Count how many lines of the listing below contain the string "lake", with case counting, and reply with the number alone.

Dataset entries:
* Begin *

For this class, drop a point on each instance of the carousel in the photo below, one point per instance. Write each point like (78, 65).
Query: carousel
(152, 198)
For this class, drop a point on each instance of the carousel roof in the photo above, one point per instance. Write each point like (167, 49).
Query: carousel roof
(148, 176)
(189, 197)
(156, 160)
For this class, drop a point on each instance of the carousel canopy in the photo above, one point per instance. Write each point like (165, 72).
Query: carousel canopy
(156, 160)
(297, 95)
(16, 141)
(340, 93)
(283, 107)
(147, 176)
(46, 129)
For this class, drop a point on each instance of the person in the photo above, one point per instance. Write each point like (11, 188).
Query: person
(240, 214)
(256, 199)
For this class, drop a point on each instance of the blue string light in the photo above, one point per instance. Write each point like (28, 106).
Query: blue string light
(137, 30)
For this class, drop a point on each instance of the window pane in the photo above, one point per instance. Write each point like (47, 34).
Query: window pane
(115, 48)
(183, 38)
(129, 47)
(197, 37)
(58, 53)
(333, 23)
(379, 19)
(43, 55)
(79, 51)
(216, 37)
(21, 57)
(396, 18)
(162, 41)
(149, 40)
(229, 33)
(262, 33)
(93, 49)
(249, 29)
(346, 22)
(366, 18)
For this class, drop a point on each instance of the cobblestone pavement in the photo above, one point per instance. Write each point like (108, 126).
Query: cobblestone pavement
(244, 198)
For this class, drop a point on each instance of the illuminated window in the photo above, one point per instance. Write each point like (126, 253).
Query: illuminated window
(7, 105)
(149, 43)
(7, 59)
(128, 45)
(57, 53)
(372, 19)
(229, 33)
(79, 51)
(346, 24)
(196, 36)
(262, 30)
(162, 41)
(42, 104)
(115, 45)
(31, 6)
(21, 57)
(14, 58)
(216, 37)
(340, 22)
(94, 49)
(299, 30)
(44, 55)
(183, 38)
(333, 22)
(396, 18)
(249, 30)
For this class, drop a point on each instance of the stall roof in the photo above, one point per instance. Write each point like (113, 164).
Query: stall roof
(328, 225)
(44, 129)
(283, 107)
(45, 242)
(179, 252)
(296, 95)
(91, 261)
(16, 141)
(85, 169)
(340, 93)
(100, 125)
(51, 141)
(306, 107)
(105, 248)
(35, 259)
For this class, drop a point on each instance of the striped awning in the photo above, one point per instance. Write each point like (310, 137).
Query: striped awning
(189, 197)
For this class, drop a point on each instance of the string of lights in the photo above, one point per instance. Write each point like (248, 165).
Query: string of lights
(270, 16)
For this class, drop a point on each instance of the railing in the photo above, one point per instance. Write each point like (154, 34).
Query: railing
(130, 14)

* End *
* Begin *

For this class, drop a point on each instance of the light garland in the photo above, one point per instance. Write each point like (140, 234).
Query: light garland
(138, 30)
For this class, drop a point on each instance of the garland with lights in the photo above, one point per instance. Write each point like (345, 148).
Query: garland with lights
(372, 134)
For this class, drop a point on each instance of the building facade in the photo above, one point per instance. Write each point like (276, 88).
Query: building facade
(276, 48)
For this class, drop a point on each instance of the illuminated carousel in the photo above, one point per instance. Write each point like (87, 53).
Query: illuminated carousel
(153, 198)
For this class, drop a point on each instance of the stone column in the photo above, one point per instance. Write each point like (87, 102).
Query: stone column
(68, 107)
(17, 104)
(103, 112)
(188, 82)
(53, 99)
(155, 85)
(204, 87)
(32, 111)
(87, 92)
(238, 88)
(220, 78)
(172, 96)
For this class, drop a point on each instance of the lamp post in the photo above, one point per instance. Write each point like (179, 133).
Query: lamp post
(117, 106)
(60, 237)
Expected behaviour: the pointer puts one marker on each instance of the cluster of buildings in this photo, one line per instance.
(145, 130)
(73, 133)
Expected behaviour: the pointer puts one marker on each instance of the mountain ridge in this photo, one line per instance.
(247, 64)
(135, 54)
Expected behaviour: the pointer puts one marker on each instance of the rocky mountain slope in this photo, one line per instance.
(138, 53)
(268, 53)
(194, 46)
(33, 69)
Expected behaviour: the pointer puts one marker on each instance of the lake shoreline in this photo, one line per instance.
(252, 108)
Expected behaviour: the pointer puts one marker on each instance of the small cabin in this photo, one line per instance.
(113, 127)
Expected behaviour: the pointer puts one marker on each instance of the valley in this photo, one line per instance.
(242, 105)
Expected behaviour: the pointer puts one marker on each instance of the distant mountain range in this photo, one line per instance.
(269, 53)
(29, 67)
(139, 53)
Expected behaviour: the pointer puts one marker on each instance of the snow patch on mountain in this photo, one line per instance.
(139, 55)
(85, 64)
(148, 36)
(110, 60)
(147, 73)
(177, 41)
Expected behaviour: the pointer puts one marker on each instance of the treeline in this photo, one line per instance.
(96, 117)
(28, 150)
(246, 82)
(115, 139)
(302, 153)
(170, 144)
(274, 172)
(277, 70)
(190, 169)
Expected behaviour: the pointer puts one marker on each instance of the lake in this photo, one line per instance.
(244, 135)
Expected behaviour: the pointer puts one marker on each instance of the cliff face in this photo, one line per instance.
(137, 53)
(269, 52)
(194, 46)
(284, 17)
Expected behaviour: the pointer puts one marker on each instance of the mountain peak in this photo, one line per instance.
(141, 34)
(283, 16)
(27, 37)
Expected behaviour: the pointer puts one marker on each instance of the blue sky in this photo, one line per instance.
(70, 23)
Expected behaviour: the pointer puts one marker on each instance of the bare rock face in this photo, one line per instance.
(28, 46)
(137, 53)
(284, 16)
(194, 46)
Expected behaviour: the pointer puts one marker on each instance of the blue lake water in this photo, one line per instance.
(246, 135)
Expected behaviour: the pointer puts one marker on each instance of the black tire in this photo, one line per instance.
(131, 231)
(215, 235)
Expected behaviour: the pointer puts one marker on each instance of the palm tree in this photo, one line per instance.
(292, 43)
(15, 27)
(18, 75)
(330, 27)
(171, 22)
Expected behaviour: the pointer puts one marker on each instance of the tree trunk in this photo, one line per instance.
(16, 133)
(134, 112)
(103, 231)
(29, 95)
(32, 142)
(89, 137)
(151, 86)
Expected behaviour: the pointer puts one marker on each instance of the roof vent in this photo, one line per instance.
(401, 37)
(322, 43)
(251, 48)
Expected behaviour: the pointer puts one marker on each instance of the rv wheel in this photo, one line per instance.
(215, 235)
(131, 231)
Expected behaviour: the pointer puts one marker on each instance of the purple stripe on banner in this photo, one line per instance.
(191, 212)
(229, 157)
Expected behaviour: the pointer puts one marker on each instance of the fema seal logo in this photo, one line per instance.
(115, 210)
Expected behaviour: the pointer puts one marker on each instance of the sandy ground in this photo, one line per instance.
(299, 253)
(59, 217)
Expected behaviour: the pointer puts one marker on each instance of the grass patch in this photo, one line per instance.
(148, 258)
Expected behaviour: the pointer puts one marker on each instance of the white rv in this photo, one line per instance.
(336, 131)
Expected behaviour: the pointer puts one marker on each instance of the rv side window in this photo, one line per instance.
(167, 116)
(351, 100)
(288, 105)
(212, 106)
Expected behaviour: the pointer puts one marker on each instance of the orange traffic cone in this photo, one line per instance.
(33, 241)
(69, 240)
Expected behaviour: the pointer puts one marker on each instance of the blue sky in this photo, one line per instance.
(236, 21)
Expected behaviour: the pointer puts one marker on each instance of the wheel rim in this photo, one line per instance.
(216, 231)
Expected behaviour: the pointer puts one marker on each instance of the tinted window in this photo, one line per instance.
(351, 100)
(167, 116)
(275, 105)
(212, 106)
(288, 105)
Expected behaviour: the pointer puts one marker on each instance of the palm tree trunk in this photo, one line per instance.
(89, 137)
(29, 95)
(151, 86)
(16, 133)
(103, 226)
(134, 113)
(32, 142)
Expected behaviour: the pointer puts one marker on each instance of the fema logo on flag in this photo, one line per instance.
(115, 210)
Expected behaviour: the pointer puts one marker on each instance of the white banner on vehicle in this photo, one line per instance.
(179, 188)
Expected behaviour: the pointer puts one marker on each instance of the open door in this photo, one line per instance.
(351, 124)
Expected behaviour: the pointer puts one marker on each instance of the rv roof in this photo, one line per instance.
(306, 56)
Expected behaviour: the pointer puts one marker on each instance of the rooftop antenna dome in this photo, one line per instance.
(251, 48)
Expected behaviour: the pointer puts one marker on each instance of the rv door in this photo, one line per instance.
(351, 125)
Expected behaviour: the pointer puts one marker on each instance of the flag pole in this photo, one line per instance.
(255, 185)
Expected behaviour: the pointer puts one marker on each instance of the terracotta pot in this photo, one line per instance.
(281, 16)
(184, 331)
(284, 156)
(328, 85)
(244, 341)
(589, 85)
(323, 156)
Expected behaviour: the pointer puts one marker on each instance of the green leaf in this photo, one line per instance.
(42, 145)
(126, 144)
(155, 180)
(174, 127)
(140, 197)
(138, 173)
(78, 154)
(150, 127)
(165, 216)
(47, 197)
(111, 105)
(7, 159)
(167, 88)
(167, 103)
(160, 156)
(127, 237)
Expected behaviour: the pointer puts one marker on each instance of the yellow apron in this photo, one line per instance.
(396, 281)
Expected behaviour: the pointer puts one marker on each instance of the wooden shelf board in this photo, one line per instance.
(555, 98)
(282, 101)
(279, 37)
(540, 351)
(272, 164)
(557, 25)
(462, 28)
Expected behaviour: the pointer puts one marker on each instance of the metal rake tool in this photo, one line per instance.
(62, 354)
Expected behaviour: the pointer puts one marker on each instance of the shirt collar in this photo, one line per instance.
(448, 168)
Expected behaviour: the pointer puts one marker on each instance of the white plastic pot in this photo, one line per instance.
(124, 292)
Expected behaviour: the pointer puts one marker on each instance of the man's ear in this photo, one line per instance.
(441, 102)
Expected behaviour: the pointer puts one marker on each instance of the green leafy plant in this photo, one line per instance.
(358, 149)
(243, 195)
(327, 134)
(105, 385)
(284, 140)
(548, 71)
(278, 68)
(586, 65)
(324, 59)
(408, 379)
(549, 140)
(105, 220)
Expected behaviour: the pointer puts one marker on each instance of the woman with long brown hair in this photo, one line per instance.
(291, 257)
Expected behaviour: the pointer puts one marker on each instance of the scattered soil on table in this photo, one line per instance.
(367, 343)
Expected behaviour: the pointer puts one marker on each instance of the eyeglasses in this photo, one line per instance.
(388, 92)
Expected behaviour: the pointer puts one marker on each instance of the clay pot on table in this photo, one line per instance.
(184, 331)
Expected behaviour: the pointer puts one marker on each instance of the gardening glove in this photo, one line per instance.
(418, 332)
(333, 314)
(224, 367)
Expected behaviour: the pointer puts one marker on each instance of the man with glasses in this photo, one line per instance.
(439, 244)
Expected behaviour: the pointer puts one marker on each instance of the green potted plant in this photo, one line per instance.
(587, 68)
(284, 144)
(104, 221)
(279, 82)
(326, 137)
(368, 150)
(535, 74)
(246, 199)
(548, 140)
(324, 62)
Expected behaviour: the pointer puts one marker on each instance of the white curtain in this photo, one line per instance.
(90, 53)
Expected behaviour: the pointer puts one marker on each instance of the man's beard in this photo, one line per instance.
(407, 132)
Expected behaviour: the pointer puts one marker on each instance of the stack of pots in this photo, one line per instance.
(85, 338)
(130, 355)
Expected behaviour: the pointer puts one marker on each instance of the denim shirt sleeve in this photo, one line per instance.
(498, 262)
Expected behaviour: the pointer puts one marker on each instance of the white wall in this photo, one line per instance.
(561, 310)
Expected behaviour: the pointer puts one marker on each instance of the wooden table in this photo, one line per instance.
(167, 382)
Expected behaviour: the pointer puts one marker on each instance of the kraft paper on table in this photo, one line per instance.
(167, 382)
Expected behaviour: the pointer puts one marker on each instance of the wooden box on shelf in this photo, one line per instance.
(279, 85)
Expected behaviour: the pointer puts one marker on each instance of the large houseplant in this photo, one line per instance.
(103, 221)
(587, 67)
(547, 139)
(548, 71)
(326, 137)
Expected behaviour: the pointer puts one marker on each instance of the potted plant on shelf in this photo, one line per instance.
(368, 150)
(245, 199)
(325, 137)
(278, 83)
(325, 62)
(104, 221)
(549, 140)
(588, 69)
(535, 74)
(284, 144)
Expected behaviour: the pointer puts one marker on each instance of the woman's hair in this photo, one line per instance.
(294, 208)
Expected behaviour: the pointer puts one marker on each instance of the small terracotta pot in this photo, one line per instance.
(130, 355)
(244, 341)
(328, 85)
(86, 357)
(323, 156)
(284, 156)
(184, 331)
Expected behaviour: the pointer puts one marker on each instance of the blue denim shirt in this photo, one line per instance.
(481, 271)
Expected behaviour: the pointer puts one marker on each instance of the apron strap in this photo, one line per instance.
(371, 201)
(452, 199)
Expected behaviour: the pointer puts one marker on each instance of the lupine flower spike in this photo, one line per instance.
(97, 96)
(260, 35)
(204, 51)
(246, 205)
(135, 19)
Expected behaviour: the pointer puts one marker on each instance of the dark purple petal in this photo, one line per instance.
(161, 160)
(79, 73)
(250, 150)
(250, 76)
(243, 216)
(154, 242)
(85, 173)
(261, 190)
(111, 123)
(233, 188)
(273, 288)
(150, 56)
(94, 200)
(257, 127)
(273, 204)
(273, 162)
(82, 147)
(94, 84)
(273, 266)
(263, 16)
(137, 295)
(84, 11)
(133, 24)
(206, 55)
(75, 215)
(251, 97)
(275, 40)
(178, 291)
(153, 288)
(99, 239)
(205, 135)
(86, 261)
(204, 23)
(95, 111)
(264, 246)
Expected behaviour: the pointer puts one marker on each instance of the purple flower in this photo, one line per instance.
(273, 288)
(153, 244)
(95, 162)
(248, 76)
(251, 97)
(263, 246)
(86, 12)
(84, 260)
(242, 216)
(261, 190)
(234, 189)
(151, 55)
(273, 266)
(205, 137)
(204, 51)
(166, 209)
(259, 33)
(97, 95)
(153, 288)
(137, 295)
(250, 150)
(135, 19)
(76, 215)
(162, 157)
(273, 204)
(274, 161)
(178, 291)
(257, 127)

* End *
* Begin *

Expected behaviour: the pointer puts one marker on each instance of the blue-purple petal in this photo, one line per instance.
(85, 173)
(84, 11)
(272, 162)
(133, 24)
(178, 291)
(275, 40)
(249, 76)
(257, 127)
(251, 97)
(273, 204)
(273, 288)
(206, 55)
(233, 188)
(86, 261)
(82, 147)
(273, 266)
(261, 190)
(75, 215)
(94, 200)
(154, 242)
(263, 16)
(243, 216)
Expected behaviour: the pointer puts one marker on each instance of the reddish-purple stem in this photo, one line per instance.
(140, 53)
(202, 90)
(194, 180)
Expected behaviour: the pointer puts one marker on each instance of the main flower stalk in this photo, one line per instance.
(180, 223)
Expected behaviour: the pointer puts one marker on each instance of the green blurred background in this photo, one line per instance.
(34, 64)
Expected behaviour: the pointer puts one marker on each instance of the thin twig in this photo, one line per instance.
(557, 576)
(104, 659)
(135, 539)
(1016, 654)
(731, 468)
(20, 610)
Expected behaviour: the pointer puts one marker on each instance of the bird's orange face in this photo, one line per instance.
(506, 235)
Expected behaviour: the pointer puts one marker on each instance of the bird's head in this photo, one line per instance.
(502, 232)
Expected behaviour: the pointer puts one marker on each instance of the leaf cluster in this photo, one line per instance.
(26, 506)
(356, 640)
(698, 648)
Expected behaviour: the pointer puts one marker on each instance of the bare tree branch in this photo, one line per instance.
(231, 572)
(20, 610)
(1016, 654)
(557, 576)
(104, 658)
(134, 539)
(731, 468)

* End *

§ **Written answer**
3